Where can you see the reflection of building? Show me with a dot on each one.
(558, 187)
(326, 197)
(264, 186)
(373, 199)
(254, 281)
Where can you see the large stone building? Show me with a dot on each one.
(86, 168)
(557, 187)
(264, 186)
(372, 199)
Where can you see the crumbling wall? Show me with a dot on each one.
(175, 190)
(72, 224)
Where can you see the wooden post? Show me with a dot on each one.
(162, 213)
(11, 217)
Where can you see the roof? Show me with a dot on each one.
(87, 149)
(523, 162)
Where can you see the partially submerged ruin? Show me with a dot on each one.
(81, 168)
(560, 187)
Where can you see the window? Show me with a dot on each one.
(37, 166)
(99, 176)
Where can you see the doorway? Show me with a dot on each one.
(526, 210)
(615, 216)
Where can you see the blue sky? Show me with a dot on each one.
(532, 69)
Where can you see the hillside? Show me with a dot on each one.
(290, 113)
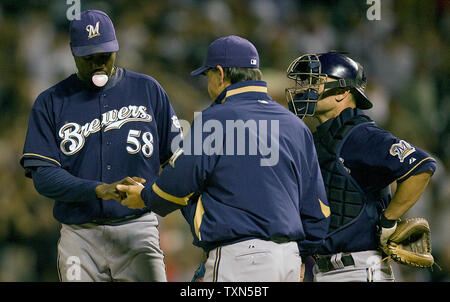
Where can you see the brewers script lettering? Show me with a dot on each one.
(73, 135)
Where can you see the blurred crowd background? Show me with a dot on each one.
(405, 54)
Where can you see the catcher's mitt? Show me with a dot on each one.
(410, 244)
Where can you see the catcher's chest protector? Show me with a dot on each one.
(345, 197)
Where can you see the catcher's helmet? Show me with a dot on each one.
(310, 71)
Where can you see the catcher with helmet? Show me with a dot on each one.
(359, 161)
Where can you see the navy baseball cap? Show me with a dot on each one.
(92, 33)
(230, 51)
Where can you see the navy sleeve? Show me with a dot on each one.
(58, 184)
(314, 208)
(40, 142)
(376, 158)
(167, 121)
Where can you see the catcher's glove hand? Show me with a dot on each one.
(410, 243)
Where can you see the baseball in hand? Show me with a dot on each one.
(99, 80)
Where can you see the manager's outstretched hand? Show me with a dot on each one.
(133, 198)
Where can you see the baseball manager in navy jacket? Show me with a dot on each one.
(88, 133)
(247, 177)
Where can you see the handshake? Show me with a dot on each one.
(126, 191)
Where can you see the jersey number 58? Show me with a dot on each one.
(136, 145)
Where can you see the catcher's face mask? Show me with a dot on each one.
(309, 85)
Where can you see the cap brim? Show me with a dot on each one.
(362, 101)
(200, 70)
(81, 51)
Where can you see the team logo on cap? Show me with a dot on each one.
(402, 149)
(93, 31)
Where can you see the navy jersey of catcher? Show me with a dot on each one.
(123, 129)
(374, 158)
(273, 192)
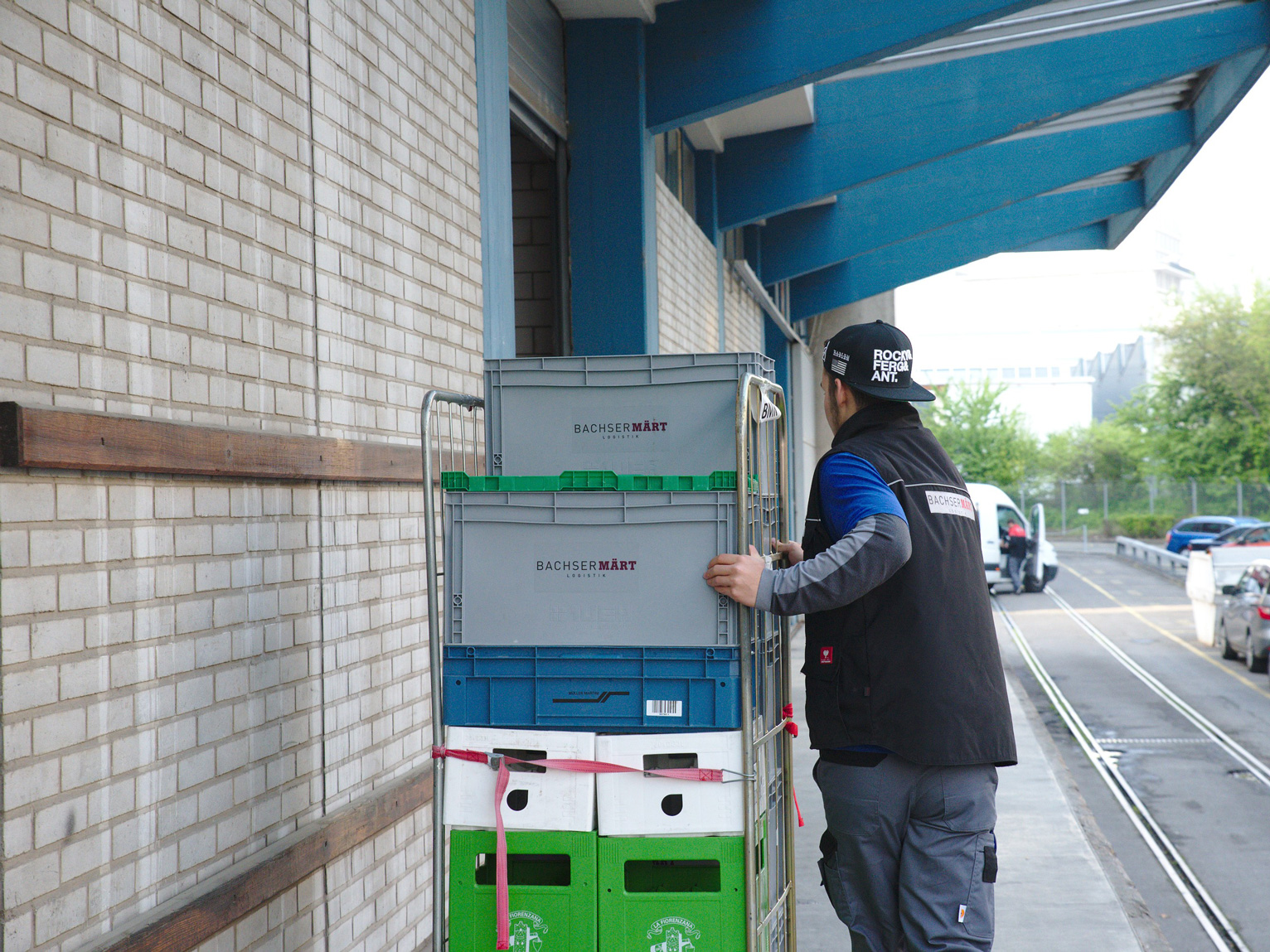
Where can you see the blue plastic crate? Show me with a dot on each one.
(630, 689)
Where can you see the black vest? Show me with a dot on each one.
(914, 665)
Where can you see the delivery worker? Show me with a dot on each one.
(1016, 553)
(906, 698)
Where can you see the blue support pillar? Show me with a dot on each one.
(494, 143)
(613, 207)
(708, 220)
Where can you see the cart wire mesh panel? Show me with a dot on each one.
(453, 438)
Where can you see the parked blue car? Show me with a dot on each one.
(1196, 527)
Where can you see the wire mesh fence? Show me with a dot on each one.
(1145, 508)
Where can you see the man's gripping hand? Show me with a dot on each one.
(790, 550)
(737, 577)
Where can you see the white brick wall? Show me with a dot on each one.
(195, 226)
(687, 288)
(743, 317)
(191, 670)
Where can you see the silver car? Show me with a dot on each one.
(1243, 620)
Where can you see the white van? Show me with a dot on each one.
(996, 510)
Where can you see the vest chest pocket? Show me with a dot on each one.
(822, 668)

---

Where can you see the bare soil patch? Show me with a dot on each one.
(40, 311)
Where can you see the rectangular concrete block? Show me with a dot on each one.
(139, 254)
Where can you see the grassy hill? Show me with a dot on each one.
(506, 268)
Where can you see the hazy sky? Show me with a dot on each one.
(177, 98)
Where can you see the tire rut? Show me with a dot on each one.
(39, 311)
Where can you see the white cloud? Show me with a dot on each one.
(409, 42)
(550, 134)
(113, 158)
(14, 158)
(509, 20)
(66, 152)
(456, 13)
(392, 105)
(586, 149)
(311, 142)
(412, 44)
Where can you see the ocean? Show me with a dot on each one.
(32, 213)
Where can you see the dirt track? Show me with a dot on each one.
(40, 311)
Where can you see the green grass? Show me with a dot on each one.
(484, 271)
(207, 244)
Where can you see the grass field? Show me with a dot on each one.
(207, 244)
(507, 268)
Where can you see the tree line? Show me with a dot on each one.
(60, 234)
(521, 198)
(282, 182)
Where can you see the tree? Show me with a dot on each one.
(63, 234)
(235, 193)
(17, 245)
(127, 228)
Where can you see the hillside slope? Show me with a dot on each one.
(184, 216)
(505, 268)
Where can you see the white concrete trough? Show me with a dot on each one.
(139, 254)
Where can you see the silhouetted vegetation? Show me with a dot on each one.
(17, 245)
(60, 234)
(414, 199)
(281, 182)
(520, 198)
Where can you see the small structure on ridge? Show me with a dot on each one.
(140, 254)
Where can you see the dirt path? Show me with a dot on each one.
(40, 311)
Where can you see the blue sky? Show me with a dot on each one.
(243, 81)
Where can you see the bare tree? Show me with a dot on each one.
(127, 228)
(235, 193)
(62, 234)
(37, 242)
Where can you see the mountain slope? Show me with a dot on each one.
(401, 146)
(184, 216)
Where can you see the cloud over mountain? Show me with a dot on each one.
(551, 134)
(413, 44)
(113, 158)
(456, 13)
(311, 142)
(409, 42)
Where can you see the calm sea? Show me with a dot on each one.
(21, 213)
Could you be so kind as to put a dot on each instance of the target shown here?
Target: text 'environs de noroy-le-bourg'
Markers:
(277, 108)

● **PROBLEM DETAILS**
Using only the entries above, output the line with "Where can you see the cloud", the line with "Target: text 'environs de noroy-le-bourg'", and all lines between them, exactly as they stand.

● **RESPONSE TO THE TASK**
Where can you see the cloud over mountain? Show me with a dot on each one.
(551, 134)
(413, 44)
(113, 158)
(456, 13)
(311, 142)
(409, 42)
Where can you see the calm sea? Show me with a dot on each one.
(21, 213)
Could you be so kind as to put a dot on each instance of the target shown here?
Target: text 'environs de noroy-le-bourg'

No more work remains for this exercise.